New Approach Methodologies

Explore NAMs technologies replacing animal testing

💡

Organ-on-Chip Systems

Discover microfluidic platforms for drug testing

💡

Drug Discovery Applications

See how organ chips accelerate development

💡

Regulatory Submission Guide

Learn how to submit NAMs data to agencies

Frequently Asked Questions

What is the FDA Modernization Act 2.0?

FDA Modernization Act 2.0 is federal law signed December 29, 2022 that removed the requirement for animal testing before human clinical trials. The law amended Section 505 of the Federal Food Drug and Cosmetic Act, striking the word required and allowing alternatives like organ chips to support drug applications.

When did FDA Modernization Act 2.0 become law?

President Biden signed FDA Modernization Act 2.0 into law on December 29, 2022 as part of the Consolidated Appropriations Act. The law took effect immediately, making animal testing optional rather than mandatory for the first time since 1938.

How does 2.0 differ from original 1997 Modernization Act?

Original 1997 Modernization Act streamlined FDA approval processes and extended user fees. The 2022 version (2.0) specifically addresses animal testing, removing the mandate and explicitly permitting cell-based assays, organ chips, microphysiological systems, and computational models as alternatives.

Does Modernization Act 2.0 ban animal testing?

No. The law makes animal testing optional rather than mandatory. Drug developers can still conduct animal studies if they choose, but FDA can no longer require them when scientifically valid alternatives exist. Companies decide based on their specific needs.

What alternatives to animals does the law recognize?

The law explicitly recognizes cell-based assays, organ chips, microphysiological systems, bioprinting, computer modeling, and other human-relevant testing methods. It grants FDA flexibility to accept any approach providing reliable data on safety and effectiveness.

Who sponsored FDA Modernization Act 2.0?

Senator Rand Paul (R-KY) and Senator Cory Booker (D-NJ) sponsored the Senate version. Representative Nancy Mace (R-SC) sponsored the House version. The bipartisan legislation passed with overwhelming support reflecting broad consensus on need for modernization.

How does this affect drug development timelines?

By allowing organ chips and other NAMs that generate data faster than multi-year animal studies, the law could reduce preclinical development from 3-5 years to 1-2 years. Companies can now use platforms providing human-relevant results in weeks rather than months.

SUPPLIED DATA =>
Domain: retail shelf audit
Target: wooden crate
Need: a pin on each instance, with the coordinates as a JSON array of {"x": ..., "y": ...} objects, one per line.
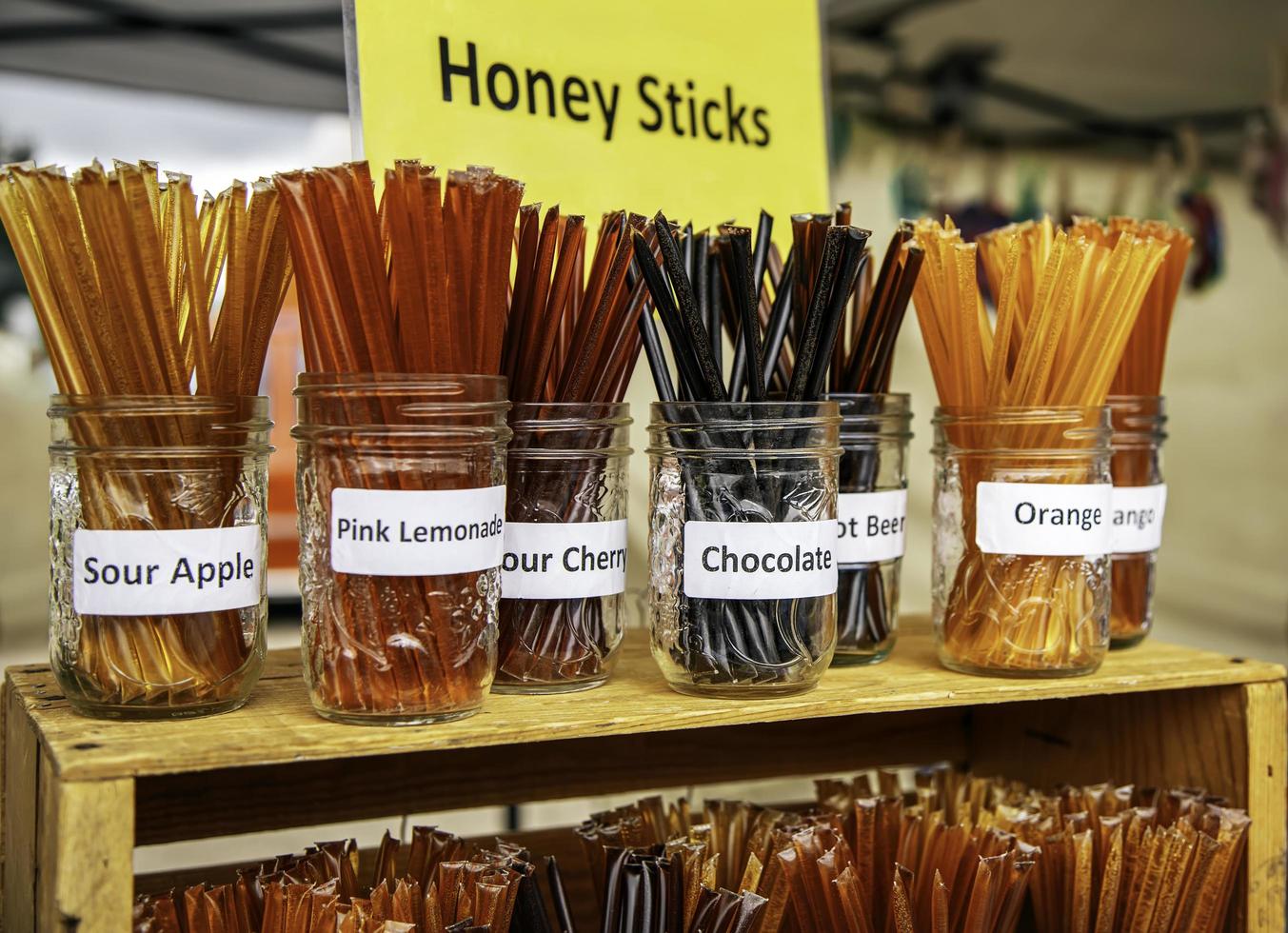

THE TASK =>
According to the FAQ on the FDA Modernization Act 2.0, who sponsored the House version of the law? These lines come from a different source than the text.

ANSWER TO THIS PROBLEM =>
Representative Nancy Mace (R-SC)